The expected output is the data below, character for character, without its pictures.
>>>>
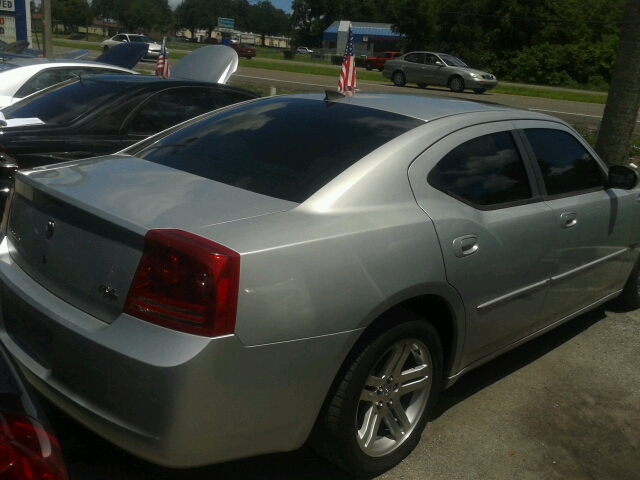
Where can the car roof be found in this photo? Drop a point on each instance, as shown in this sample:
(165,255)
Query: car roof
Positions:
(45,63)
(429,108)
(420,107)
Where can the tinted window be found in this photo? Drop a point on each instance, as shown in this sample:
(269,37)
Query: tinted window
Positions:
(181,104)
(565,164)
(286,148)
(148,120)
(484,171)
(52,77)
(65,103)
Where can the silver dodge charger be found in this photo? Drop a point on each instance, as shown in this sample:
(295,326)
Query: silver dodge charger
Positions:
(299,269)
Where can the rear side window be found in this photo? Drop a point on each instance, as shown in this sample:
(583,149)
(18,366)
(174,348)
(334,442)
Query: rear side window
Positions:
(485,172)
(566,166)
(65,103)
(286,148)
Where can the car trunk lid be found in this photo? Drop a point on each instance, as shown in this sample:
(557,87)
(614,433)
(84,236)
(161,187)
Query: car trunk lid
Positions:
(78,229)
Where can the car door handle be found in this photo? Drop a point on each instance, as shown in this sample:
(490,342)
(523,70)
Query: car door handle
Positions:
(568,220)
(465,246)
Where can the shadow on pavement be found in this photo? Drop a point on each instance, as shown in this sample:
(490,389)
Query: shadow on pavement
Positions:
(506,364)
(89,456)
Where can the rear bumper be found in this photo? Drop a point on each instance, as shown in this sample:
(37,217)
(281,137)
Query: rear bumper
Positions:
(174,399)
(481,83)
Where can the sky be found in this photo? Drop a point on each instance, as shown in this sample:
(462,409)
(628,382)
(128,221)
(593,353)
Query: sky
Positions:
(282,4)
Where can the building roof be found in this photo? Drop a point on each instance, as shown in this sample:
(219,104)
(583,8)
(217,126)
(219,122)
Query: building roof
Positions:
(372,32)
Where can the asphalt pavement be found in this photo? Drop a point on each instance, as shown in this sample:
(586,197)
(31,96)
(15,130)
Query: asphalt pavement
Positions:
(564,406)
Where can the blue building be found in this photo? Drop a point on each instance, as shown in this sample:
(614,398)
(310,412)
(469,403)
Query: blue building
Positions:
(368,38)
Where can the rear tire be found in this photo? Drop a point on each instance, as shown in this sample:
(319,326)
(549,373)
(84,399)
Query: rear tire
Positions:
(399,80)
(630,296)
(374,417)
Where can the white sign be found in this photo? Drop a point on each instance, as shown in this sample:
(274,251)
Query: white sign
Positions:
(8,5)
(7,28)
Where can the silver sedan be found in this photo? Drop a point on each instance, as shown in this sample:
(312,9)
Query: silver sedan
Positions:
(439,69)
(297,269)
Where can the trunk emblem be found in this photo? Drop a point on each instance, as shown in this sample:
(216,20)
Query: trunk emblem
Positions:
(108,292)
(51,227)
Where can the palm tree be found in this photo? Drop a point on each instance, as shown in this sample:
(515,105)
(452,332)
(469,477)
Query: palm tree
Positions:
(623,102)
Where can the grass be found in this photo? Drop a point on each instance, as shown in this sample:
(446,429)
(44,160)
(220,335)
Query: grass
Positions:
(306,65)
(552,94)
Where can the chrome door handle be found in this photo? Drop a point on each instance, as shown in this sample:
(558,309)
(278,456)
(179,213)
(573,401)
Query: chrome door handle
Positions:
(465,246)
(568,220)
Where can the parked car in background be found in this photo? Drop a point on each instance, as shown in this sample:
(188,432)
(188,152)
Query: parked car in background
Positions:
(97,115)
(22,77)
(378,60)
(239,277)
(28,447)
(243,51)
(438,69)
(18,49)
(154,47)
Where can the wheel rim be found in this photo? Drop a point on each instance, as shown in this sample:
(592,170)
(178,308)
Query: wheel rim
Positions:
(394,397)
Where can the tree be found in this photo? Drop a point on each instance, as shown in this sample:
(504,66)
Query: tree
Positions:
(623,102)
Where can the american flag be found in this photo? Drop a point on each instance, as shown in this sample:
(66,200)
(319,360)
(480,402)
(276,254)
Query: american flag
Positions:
<<<<
- [Response for this exercise]
Where can the car roof be found in this photo? Drop a point on each instance, as shown in this sample:
(165,255)
Query: car roof
Positions:
(45,63)
(429,108)
(420,107)
Where can the tinted window be found in this photo? Drop a point on each instance, as shown in this sample:
(269,37)
Query: tinted window
Positions:
(181,104)
(565,164)
(286,148)
(148,120)
(484,171)
(52,77)
(65,103)
Where can the silver dodge charger be found in this photo? Drop a point on each instance, as shown in this sample:
(295,326)
Query: silver dodge charger
Positions:
(299,269)
Where can the rear side window be found in this photo? Drop a point on each instance, as shown in this sample:
(583,149)
(18,366)
(174,348)
(334,442)
Query: rear side window
Positions:
(485,172)
(566,166)
(65,103)
(286,148)
Where can the car trunk lid be found in this photo? Drop a point on each instance, as shown in this sample:
(557,87)
(614,433)
(84,236)
(161,187)
Query: car trunk lid
Positions:
(78,229)
Where can the car door handle be found in this photo? Drop a point on each instance, as shown in this sample:
(490,342)
(523,70)
Query: car door handle
Positions:
(568,220)
(465,246)
Where can the shadow on pavement be found in this photo? Drop a point on each instance, as shown in this sample:
(490,389)
Query: shadow on pavement
Positions:
(506,364)
(89,456)
Where can the rear bumper be found in this photo? Drop a point on each instance, as shown in this sample:
(37,217)
(281,137)
Query: rear bumper
Positions:
(174,399)
(481,83)
Where can the sky be found in this photo? Drop a point on each instance, as shown in this sample:
(462,409)
(628,382)
(128,221)
(593,353)
Query: sky
Positions:
(282,4)
Where can the building roof be found in this photo? Drop a point on each instance, as shown in this sample:
(219,104)
(583,8)
(217,126)
(219,122)
Query: building roof
Positions:
(372,32)
Where can the asphalt pavement be found in this photo? Drop a point on each instance, as shown in this sample:
(586,197)
(31,96)
(15,130)
Query: asphalt pavement
Positions:
(564,406)
Where can the blue building be found in this photo? Drop a point on each instance, as shown in this sample:
(614,398)
(310,412)
(469,403)
Query: blue building
Positions:
(368,38)
Where can the rear tire be found in this photo? Drop a point on each instance, as shown in this sample:
(319,326)
(549,373)
(84,399)
Query: rear tire
Positions:
(399,80)
(630,296)
(374,417)
Where can the white sign be found in this photo? Drop a point on each instance, as shown in this sample:
(274,251)
Query: white sign
Positions:
(8,5)
(7,28)
Where can the silver sedan be found in this photo? Drop a point on each instance, as shown in this sample:
(312,9)
Query: silver sedan
Positions:
(439,69)
(297,269)
Where can the trunk emblem be found in this photo? Drop a point on each instance, as shown in this sample:
(216,20)
Query: trunk emblem
Positions:
(108,292)
(51,227)
Where can the palm tree be found in this photo? Drop a point on each instance, as shown in this sample:
(515,105)
(452,332)
(469,477)
Query: palm tree
Positions:
(623,102)
Where can the grass be found in this photo? Drop a point on each instance, as shown in this sample:
(446,429)
(44,160)
(220,335)
Query: grass
Positions:
(306,65)
(552,94)
Where can the chrome door handle be found in this photo? Drop a point on each instance, as shown in this sample:
(558,309)
(278,456)
(179,213)
(573,401)
Query: chrome door handle
Positions:
(465,246)
(568,220)
Where can the parked car in background be found in this photo? Drop a point on each instance, as shown in this sample:
(188,432)
(188,152)
Query: parked car in background
Positions:
(97,115)
(22,77)
(378,60)
(239,277)
(28,447)
(243,51)
(438,69)
(18,49)
(154,47)
Where can the wheel rim be found in this photo? Drop a point on each instance, as shown in this sample:
(592,170)
(178,308)
Query: wheel rim
Positions:
(394,397)
Where can the tree be found in this photo? Drop a point on each instance, as shown in this sample:
(504,66)
Query: tree
Positions:
(623,102)
Where can the american flag be found in this photo? Drop a point on each instance, as shown in this sample:
(66,200)
(319,360)
(480,402)
(276,254)
Query: american flag
Positions:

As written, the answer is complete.